| GOAL |
Repeat each line word for word.

▼

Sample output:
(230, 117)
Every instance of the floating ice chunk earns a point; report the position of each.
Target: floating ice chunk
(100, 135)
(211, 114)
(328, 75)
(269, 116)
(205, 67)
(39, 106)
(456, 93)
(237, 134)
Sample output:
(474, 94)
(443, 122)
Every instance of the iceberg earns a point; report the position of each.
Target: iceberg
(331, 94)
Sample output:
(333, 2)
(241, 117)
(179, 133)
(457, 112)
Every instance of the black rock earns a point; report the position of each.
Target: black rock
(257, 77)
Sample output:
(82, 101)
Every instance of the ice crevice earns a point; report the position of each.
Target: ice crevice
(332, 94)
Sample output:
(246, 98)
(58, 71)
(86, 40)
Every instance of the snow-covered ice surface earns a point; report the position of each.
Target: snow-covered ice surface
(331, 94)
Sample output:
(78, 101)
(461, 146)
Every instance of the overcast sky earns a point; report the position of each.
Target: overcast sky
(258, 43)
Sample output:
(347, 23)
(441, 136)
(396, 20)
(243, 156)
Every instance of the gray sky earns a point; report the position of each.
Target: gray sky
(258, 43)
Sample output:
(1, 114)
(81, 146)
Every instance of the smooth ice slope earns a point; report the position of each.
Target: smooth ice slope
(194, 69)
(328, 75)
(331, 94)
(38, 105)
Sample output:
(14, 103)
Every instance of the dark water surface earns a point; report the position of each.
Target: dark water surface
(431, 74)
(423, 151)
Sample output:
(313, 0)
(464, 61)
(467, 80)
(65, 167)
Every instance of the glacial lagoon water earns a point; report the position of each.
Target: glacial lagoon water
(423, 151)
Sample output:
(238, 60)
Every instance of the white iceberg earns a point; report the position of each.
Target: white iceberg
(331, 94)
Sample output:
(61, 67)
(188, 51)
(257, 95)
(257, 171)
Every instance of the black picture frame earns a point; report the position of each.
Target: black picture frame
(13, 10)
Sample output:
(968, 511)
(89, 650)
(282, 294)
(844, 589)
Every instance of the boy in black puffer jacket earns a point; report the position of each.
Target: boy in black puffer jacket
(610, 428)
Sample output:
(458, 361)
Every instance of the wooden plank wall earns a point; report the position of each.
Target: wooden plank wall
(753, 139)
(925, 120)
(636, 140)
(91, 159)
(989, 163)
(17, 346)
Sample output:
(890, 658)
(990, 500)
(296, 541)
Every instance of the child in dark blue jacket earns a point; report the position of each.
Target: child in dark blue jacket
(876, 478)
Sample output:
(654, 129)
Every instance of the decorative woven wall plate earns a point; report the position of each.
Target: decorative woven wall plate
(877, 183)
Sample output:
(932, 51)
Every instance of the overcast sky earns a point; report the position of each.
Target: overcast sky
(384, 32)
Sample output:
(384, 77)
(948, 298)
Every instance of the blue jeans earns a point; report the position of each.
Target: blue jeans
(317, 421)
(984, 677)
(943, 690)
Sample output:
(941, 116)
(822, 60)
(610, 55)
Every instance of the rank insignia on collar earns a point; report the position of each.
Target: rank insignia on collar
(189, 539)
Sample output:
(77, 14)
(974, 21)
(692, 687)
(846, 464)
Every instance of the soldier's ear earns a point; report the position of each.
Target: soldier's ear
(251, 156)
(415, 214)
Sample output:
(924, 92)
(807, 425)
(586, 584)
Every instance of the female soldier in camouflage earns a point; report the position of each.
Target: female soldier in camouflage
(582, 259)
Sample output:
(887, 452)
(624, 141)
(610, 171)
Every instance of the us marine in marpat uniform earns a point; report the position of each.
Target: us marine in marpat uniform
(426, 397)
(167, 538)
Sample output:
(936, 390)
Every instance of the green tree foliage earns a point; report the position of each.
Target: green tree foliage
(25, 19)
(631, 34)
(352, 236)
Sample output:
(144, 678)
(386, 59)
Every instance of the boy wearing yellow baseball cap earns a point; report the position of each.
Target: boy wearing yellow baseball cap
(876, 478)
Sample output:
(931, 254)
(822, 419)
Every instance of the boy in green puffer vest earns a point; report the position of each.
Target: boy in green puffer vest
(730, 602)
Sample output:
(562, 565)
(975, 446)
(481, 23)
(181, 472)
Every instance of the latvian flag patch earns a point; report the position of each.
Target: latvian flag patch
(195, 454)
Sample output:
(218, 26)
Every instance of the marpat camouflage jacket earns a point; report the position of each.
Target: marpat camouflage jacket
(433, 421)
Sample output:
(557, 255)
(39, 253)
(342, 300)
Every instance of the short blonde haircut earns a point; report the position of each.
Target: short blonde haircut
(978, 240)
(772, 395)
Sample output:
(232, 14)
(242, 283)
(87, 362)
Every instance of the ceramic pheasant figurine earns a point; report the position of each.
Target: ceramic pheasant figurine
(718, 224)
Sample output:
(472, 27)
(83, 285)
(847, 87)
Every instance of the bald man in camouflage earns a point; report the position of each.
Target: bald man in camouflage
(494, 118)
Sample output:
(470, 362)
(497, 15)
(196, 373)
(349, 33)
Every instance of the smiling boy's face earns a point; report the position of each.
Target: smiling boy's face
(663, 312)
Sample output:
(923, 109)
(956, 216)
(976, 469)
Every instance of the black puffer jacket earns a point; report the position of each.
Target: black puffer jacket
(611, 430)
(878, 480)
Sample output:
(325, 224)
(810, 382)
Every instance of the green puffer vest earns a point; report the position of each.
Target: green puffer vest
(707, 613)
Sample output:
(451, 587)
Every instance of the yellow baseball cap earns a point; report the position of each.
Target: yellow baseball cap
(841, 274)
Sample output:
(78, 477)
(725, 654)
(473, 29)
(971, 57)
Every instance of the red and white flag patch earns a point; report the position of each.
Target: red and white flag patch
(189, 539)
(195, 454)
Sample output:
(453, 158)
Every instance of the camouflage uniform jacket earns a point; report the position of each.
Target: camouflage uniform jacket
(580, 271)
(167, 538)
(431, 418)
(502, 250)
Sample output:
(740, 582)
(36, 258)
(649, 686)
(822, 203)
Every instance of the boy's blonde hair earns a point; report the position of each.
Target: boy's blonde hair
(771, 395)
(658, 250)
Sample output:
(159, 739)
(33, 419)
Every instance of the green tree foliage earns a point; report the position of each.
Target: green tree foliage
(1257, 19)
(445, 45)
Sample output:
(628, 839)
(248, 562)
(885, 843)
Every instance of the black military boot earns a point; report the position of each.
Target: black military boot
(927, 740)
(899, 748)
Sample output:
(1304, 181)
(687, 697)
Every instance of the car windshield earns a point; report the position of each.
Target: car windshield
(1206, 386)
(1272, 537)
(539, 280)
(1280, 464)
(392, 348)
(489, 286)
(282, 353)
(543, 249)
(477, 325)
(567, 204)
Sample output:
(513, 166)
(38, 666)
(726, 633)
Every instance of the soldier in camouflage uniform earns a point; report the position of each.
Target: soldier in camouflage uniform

▲

| EXPECTED OUTPUT |
Sample output:
(230, 117)
Every instance of the floating ice chunk earns a point; report the position of each.
Target: floating ice chunk
(100, 135)
(211, 114)
(328, 75)
(269, 116)
(205, 67)
(39, 106)
(456, 93)
(237, 134)
Sample output:
(474, 94)
(443, 122)
Every instance of the iceberg earns a point; report the position of each.
Target: iceberg
(331, 94)
Sample output:
(333, 2)
(241, 117)
(179, 133)
(457, 112)
Every instance of the black rock earns a point; report the position of each.
Target: black rock
(257, 77)
Sample output:
(82, 101)
Every instance of the ice crevice earns a point; report the position of each.
Target: ice crevice
(332, 94)
Sample output:
(246, 98)
(58, 71)
(86, 40)
Every instance of the snow-covered ice surface earns a point; report the position of each.
Target: snow-covered ice surface
(331, 94)
Sample output:
(78, 101)
(461, 146)
Every instance of the overcast sky earns a point; report the position of each.
Target: overcast sky
(258, 43)
Sample output:
(347, 23)
(441, 136)
(396, 20)
(243, 156)
Every instance of the gray sky earns a point; report the position of each.
Target: gray sky
(258, 43)
Sample output:
(1, 114)
(81, 146)
Every instance of the smooth ice slope earns a point; report the position of each.
Target: smooth ice slope
(194, 69)
(328, 75)
(331, 94)
(38, 105)
Sample output:
(14, 103)
Every instance of the dark water surface earns a point; report the position of each.
Target: dark water surface
(431, 74)
(423, 151)
Sample output:
(313, 0)
(464, 61)
(467, 80)
(65, 167)
Every instance of the glacial lagoon water earns a point; report the position of each.
Target: glacial lagoon water
(423, 151)
Sample output:
(238, 60)
Every instance of the white iceberg earns a point; report the position of each.
Target: white iceberg
(331, 94)
Sample output:
(61, 67)
(188, 51)
(257, 95)
(257, 171)
Every instance of the black picture frame earns a point; report the position of each.
Target: black picture frame
(13, 10)
Sample output:
(968, 511)
(89, 650)
(282, 294)
(844, 589)
Every instance of the boy in black puffer jacket earns a point; report the position of each.
Target: boy in black puffer jacket
(610, 428)
Sample output:
(458, 361)
Every instance of the wooden plank wall earns a point; report the position of each.
Target: wooden plank wall
(753, 139)
(925, 120)
(636, 140)
(91, 159)
(989, 163)
(17, 346)
Sample output:
(890, 658)
(990, 500)
(296, 541)
Every instance of the child in dark blue jacket earns a point; report the position of each.
Target: child in dark blue jacket
(876, 478)
Sample output:
(654, 129)
Every instance of the decorative woven wall plate earns a point; report the position of each.
Target: decorative woven wall plate
(877, 183)
Sample output:
(932, 51)
Every instance of the overcast sky earns a point; report the position of each.
Target: overcast sky
(384, 32)
Sample output:
(384, 77)
(948, 298)
Every instance of the blue jeans earns a point; report the position of each.
Target: blue jeans
(317, 421)
(984, 677)
(943, 690)
Sample output:
(941, 116)
(822, 60)
(610, 55)
Every instance of the rank insignia on collar earns a point; report the position of each.
Target: rank insignia on collar
(189, 539)
Sample output:
(77, 14)
(974, 21)
(692, 687)
(846, 464)
Every instance of the soldier's ear earns a point; report the position of each.
Target: soldier's ear
(251, 156)
(415, 214)
Sample output:
(924, 92)
(807, 425)
(586, 584)
Every instance of the female soldier in camouflage earns a point; report the position of each.
Target: female soldier in camouflage
(582, 259)
Sample output:
(887, 452)
(624, 141)
(610, 171)
Every instance of the us marine in marpat uniform earns a point; report the position of each.
Target: us marine in marpat uniform
(426, 397)
(167, 538)
Sample output:
(936, 390)
Every instance of the green tree foliage earns a point; report the position of each.
Target: green tree foliage
(25, 19)
(631, 34)
(352, 236)
Sample output:
(144, 678)
(386, 59)
Every instance of the boy wearing yellow baseball cap earns a point; report the position of each.
Target: boy wearing yellow baseball cap
(876, 478)
Sample output:
(931, 254)
(822, 419)
Every instance of the boy in green puffer vest earns a point; report the position of each.
Target: boy in green puffer vest
(730, 602)
Sample output:
(562, 565)
(975, 446)
(481, 23)
(181, 472)
Every instance of the latvian flag patch earns a point; report the position of each.
Target: latvian flag patch
(195, 454)
Sample output:
(218, 26)
Every instance of the marpat camouflage jacket earns a point; report the position of each.
Target: marpat camouflage jacket
(433, 421)
Sample output:
(557, 255)
(39, 253)
(342, 300)
Every instance of the short blonde haircut earns a point; report the position of each.
Target: short blonde haircut
(978, 240)
(772, 395)
Sample output:
(232, 14)
(242, 283)
(87, 362)
Every instance of the ceramic pheasant figurine earns a point; report the position of each.
Target: ceramic pheasant figurine
(718, 224)
Sample output:
(472, 27)
(83, 285)
(847, 87)
Every instance of the bald man in camouflage earns a point; report the position of each.
Target: bald man in camouflage
(494, 118)
Sample output:
(470, 362)
(497, 15)
(196, 373)
(349, 33)
Every instance of the smiling boy's face earns a point; report the position of each.
Target: smiling boy's face
(663, 312)
Sample output:
(923, 109)
(956, 216)
(976, 469)
Every instance of the black puffer jacket earns a point; report the position of each.
Target: black puffer jacket
(611, 430)
(878, 480)
Sample output:
(325, 224)
(810, 382)
Every instance of the green puffer vest earns a point; report the position of each.
Target: green puffer vest
(707, 613)
Sample output:
(451, 587)
Every instance of the yellow baseball cap earns a point; report the position of each.
Target: yellow baseball cap
(841, 274)
Sample output:
(78, 477)
(725, 654)
(473, 29)
(971, 57)
Every instance of the red and white flag patch earns a point; report the position of each.
Target: red and white flag patch
(189, 539)
(195, 454)
Sample output:
(453, 158)
Every instance of the camouflage uniform jacket earns a point; report the position of each.
Target: camouflage uniform jacket
(580, 271)
(167, 538)
(431, 418)
(502, 250)
Sample output:
(740, 582)
(36, 258)
(649, 686)
(822, 203)
Every instance of the boy's blonde hair earns a point; report the position of each.
Target: boy's blonde hair
(771, 395)
(658, 250)
Sample output:
(159, 739)
(33, 419)
Every instance of the green tree foliage earns a point; report the position of each.
Target: green tree foliage
(1257, 19)
(445, 45)
Sample output:
(628, 839)
(248, 562)
(885, 843)
Every instance of the black military boot earns a point; report the position of each.
Target: black military boot
(927, 740)
(899, 748)
Sample output:
(1304, 181)
(687, 697)
Every instance of the car windshield earns a point; report the position of each.
Target: car windshield
(1206, 386)
(1272, 537)
(539, 280)
(1280, 464)
(392, 348)
(489, 286)
(282, 353)
(543, 249)
(477, 325)
(567, 204)
Sample output:
(513, 166)
(38, 666)
(726, 633)
Every instance of the soldier in camouflage uniform earns a point; report the position of each.
Target: soldier in camouflage uniform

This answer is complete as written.